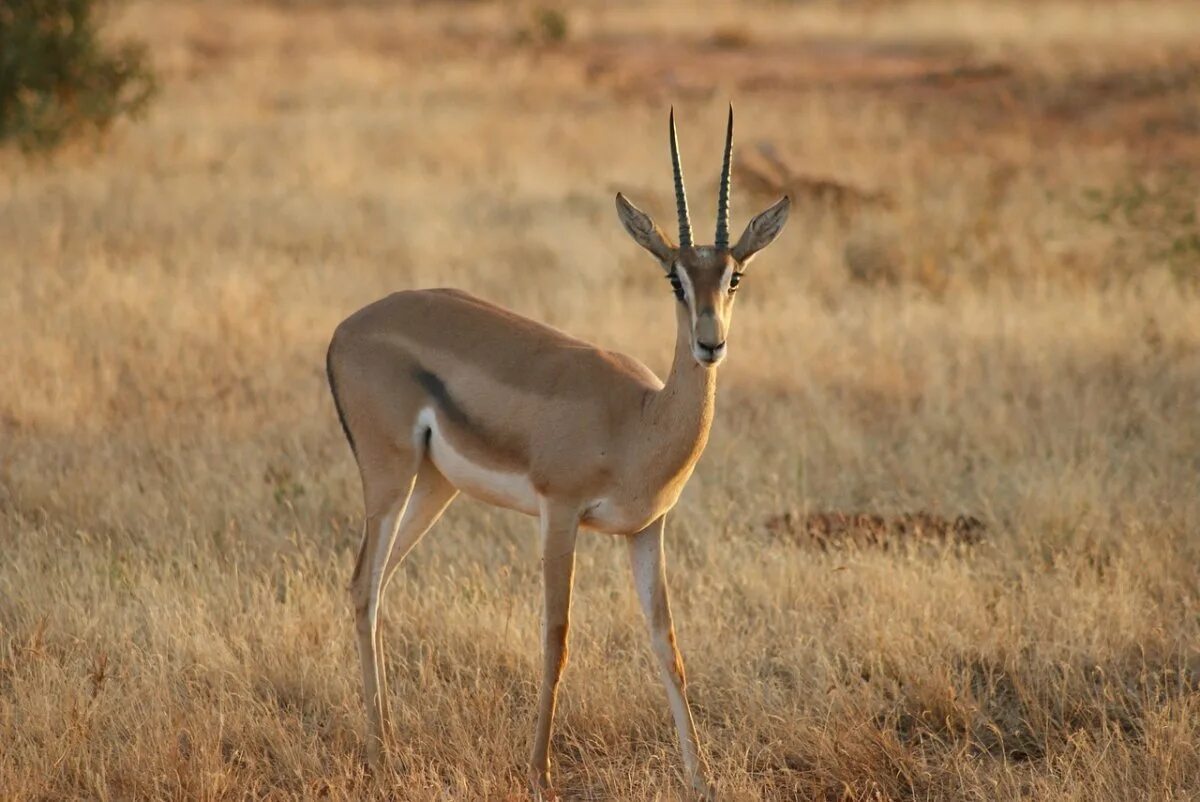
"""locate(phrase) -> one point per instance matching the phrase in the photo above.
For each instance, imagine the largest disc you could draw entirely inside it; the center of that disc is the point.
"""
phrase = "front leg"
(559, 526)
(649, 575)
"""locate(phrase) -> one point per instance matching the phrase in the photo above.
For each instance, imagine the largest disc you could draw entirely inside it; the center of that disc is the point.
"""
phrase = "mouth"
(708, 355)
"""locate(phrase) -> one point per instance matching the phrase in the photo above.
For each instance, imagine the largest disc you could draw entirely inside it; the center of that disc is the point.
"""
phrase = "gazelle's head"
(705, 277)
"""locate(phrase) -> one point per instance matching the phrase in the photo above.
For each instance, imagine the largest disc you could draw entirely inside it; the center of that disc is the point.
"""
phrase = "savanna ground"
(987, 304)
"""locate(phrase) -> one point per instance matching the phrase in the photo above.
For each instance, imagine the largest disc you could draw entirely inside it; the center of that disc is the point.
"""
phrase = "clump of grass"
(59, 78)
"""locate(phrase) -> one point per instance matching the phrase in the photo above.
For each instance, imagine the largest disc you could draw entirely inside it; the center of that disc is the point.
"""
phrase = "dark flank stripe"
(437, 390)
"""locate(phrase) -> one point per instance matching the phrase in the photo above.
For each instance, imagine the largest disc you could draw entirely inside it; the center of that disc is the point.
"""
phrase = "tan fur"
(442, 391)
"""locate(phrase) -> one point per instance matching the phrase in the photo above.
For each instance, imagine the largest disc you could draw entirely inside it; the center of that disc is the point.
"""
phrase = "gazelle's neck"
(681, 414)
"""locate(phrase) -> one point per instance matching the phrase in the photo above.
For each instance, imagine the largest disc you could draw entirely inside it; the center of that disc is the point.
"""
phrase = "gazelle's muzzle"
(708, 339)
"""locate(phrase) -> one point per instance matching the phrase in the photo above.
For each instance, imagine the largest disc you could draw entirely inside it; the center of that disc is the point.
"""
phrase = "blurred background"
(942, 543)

● ● ● ● ● ● ●

### Short problem
Except for the pictures, copy every line of the records above exactly.

### Solution below
"""locate(phrase) -> one point per instance matching the phrase in the photo above.
For each instance, imagine the largest disc you could draw entirely inside it; the center of that disc is the point.
"""
phrase = "front leg"
(559, 526)
(649, 575)
"""locate(phrase) -> one point per instance matching the phrase in the photo above.
For each instance, imagine the largest disc you could draw entirely inside it; the center of that disc is the point.
"""
phrase = "mouth"
(708, 355)
"""locate(phrase) -> one point per instance matching the phrase in the photo above.
For each instance, imagine the largest disc you could draw entirely inside it; the center of that disc is the point.
"""
phrase = "gazelle's head"
(705, 277)
"""locate(phrase) -> one point per instance matching the phrase in the photo above.
For each instance, imagine the largest disc you could draw entirely inside it; the center of that disc is the point.
"""
phrase = "savanna ground"
(987, 304)
"""locate(phrase) -> one point per instance matching the phrase in the photo above.
For each instance, imagine the largest disc you could draw entirely inside it; the center of that disc is the point.
"""
phrase = "clump of grass"
(59, 78)
"""locate(phrase) -> one point per instance matching the phrase in the photo above.
For each instance, imagine the largest disc you could draw entirely inside it; the center of that disc is the point.
"""
phrase = "dark flank stripe"
(437, 390)
"""locate(phrase) -> one point per instance matching the phrase in the photo above.
For each instance, imagine the largest disc you could draw entirely inside it; the center of that disc is the point.
"""
phrase = "tan fur"
(442, 391)
"""locate(phrase) -> one point per instance matching the phrase in the photo above.
For each instance, imagine the largest disc you could draw entirely inside it; the center of that disc is the point.
"""
phrase = "gazelle's neck"
(681, 414)
"""locate(phrase) -> one point per instance matching the phrase in the photo above.
For each instance, imagine the largest disc you could draw entirely inside it; the center of that disc is the point.
"""
phrase = "gazelle's muzzle"
(708, 339)
"""locate(phrase) -> one point per instance matching the phrase in the photo above.
For each instance, imagine the largest disc you could draw entirely inside it; the center of that disc is the point.
"""
phrase = "blurred background"
(942, 543)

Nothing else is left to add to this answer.